# Aim of the exercise:
Could you set down exactly the lines of the data below, starting at the one that holds "Shot-chart prep: mark the stone pillar" and ending at the one that holds "Shot-chart prep: mark the climbing", both included, and only those?

Saved entries
- - - - -
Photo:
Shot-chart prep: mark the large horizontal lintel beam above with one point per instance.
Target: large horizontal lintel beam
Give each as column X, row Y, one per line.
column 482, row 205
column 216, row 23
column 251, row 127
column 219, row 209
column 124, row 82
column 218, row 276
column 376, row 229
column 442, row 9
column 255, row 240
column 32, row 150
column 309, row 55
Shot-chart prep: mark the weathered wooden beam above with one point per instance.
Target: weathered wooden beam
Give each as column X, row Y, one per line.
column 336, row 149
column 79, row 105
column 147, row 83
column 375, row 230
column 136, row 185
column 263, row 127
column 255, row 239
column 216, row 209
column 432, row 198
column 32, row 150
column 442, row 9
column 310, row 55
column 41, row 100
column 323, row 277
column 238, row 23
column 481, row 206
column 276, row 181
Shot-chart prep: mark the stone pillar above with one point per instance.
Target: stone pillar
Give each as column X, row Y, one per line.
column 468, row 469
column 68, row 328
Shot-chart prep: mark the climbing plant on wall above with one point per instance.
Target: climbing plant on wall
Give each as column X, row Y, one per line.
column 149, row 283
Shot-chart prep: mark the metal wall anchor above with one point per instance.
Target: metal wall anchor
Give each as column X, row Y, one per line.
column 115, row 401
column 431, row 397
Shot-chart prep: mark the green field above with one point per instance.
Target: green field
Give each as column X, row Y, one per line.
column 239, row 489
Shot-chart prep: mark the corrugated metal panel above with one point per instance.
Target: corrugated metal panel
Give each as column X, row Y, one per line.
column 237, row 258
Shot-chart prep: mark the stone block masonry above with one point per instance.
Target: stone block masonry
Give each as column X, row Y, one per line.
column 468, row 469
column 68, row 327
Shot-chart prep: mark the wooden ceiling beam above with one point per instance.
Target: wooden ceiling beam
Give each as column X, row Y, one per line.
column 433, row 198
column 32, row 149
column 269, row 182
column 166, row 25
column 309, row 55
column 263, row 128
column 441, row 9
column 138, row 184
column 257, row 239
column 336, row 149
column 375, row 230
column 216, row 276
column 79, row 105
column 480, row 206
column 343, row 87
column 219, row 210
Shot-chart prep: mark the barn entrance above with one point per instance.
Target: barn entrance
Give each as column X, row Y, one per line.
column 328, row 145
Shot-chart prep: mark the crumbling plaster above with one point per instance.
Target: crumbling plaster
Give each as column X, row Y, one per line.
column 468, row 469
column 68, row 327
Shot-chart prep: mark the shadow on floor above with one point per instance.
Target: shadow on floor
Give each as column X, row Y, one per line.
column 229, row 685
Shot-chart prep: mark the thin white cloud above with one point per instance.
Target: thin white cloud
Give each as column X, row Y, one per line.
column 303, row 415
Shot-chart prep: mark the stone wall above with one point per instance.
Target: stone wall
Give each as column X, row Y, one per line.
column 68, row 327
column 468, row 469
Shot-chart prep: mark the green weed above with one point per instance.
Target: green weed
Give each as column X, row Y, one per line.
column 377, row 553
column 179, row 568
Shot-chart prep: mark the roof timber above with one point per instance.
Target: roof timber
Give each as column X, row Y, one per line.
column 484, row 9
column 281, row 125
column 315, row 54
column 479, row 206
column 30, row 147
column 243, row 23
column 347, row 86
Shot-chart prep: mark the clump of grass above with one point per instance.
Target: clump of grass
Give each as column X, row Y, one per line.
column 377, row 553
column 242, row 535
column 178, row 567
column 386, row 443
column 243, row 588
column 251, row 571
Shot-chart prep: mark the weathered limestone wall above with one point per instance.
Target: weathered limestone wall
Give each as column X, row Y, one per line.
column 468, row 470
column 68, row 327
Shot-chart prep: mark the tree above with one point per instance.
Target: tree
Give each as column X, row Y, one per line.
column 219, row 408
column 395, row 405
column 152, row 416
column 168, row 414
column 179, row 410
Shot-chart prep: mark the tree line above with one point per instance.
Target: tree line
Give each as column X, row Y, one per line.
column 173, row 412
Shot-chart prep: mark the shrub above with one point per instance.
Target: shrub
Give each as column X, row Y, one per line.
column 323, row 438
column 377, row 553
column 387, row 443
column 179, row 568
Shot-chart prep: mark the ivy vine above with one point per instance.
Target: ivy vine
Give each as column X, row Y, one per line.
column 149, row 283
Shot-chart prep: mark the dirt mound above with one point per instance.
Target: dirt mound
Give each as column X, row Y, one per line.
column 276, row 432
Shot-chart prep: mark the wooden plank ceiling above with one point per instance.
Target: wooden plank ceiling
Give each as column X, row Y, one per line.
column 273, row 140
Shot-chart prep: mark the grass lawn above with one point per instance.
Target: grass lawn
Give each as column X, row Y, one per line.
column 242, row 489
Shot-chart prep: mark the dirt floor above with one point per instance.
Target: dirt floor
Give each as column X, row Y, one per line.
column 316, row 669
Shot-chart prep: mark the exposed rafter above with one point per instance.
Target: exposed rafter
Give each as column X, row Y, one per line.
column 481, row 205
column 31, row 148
- - - - -
# Solution to the problem:
Shot-chart prep: mark the stone pillar above with one point per instance.
Target: stone pillar
Give each as column X, row Y, one per line.
column 468, row 469
column 68, row 328
Shot-chart prep: mark the climbing plant on wall above with one point per instance.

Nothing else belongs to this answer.